# RECORDS PROVIDED:
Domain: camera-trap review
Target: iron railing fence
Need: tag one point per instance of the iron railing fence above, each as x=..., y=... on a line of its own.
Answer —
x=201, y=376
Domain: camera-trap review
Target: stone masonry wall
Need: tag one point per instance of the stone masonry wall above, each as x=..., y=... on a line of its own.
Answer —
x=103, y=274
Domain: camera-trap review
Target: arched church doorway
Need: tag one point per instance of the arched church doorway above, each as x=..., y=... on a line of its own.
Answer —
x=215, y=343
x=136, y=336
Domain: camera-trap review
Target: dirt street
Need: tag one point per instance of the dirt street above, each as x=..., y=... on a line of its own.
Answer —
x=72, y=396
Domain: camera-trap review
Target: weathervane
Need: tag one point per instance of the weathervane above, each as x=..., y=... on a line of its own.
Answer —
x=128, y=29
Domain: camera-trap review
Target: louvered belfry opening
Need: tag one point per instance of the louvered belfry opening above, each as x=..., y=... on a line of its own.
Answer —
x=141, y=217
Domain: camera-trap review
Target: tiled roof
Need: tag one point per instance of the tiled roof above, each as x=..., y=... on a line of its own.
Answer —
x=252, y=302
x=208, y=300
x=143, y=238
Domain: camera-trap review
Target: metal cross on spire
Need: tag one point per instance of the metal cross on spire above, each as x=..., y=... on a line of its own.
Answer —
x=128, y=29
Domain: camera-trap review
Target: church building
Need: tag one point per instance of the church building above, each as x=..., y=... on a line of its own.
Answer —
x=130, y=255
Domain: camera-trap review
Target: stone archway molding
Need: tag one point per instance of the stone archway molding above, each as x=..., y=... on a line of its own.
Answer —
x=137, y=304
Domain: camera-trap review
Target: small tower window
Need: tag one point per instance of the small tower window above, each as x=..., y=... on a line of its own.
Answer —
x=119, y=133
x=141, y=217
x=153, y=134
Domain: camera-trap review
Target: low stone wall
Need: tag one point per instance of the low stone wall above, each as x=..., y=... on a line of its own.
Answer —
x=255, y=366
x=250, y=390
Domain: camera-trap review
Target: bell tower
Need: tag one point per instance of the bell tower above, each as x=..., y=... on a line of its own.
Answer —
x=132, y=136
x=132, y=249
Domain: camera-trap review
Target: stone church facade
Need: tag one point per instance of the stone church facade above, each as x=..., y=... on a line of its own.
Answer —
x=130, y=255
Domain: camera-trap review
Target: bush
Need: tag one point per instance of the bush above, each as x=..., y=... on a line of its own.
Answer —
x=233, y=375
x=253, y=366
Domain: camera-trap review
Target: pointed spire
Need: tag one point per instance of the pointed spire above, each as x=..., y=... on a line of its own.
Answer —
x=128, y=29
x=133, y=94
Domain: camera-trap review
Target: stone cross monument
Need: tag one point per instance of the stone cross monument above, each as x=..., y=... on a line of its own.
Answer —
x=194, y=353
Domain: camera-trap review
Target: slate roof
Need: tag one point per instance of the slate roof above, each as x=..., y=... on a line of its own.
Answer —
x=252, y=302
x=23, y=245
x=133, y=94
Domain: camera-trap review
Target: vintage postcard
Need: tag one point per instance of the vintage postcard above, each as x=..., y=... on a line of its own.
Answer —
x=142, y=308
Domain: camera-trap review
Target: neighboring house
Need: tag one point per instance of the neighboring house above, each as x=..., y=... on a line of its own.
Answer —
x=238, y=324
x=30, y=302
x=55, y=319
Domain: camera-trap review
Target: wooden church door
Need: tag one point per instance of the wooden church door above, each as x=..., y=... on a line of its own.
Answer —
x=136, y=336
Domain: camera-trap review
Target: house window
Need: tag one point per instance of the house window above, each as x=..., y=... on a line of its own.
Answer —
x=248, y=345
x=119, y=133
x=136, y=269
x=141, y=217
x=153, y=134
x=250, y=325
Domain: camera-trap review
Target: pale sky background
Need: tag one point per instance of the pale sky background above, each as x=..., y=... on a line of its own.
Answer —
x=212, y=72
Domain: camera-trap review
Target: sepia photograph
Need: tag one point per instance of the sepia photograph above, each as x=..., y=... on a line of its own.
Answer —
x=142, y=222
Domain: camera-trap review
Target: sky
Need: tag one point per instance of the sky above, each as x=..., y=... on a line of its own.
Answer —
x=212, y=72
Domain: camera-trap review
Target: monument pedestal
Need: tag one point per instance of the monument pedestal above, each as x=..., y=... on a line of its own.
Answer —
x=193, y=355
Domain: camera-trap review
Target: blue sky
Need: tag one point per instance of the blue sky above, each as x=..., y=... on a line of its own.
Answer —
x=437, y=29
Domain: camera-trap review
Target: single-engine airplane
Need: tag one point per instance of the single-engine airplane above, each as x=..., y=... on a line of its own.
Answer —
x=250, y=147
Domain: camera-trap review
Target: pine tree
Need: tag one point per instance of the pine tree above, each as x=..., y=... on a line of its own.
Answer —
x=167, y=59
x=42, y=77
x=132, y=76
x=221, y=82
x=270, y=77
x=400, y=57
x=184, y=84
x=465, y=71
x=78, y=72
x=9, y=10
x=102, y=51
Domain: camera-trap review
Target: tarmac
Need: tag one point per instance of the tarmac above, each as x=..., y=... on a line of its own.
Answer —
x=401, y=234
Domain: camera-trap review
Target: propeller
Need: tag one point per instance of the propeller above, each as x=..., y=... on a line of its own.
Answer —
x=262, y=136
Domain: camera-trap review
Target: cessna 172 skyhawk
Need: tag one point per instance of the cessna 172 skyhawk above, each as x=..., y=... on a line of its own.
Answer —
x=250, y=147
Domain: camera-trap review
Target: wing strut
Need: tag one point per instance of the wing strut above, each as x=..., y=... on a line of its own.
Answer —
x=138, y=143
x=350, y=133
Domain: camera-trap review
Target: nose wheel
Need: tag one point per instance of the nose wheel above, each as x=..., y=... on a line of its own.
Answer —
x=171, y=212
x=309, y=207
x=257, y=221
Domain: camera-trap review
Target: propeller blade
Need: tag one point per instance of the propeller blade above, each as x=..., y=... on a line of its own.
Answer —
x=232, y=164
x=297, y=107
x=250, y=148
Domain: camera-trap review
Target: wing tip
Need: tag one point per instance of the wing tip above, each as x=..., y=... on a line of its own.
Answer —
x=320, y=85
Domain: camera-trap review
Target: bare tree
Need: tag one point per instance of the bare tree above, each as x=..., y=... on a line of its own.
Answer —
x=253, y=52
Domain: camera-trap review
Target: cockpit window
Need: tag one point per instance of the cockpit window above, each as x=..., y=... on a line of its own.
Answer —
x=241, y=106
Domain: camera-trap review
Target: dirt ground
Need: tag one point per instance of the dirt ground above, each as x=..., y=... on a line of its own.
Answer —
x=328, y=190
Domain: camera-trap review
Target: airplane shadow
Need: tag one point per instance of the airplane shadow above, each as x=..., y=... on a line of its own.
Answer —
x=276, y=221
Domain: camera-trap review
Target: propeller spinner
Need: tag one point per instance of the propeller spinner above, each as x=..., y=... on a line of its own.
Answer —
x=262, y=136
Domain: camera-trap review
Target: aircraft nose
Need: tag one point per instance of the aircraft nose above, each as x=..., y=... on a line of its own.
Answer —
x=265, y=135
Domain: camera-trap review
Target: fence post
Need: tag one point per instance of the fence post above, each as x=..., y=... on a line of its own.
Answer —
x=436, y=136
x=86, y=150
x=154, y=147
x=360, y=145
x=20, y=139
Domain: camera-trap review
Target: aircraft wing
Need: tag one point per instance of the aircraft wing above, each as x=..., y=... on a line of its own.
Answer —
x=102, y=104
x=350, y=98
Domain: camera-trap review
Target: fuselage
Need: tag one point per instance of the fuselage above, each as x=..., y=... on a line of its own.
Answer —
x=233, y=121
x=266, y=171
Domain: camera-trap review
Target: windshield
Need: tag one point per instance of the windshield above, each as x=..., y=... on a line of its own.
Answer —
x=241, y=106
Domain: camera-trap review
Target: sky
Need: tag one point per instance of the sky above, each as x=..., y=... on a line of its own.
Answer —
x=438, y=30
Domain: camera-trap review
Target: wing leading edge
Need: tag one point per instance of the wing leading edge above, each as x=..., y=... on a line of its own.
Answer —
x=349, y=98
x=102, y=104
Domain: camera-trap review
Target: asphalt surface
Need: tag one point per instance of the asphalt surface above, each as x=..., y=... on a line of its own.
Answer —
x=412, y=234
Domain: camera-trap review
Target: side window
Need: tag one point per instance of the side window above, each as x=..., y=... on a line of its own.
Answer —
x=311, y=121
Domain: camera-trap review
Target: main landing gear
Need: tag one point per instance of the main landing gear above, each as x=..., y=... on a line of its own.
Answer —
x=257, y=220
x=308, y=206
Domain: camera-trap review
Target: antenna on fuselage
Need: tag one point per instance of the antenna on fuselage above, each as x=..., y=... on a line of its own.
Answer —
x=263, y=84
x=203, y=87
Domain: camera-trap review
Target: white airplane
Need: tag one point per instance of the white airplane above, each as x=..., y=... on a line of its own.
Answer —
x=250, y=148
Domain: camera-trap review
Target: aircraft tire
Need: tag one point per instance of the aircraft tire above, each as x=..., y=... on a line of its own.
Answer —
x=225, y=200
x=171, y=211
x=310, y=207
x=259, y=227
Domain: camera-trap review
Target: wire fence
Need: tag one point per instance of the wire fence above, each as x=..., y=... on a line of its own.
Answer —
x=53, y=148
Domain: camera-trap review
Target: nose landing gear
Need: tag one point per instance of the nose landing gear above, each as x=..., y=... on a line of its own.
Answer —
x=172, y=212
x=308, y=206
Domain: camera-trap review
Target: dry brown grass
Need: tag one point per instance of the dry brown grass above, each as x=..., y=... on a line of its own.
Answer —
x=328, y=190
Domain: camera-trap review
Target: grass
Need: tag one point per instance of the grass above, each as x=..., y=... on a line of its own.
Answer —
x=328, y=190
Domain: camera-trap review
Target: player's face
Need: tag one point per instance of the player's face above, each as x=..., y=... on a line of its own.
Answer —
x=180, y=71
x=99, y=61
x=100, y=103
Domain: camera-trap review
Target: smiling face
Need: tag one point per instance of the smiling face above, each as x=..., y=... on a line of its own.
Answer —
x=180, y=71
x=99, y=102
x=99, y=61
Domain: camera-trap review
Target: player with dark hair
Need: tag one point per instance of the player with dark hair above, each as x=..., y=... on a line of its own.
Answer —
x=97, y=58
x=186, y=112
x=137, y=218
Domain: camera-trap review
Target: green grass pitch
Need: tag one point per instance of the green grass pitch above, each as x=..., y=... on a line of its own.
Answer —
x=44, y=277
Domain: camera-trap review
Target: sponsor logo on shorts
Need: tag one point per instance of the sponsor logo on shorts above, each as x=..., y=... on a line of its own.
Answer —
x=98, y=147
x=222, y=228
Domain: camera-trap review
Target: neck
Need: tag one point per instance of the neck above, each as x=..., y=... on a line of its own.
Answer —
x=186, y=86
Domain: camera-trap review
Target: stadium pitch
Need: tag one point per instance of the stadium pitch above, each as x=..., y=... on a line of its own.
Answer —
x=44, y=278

# TASK REQUIREMENTS:
For every line above that holds the word "airplane", report the whole line.

# EXERCISE ANSWER:
Target: single-engine airplane
Need: tag one point per instance of the single-engine airplane above, each as x=..., y=... on a line of its own.
Target: airplane shadow
Need: tag one point per instance of the airplane shadow above, each as x=..., y=... on a line of its own.
Target: white airplane
Need: tag one point per instance of the white airplane above, each as x=..., y=... on a line of its own.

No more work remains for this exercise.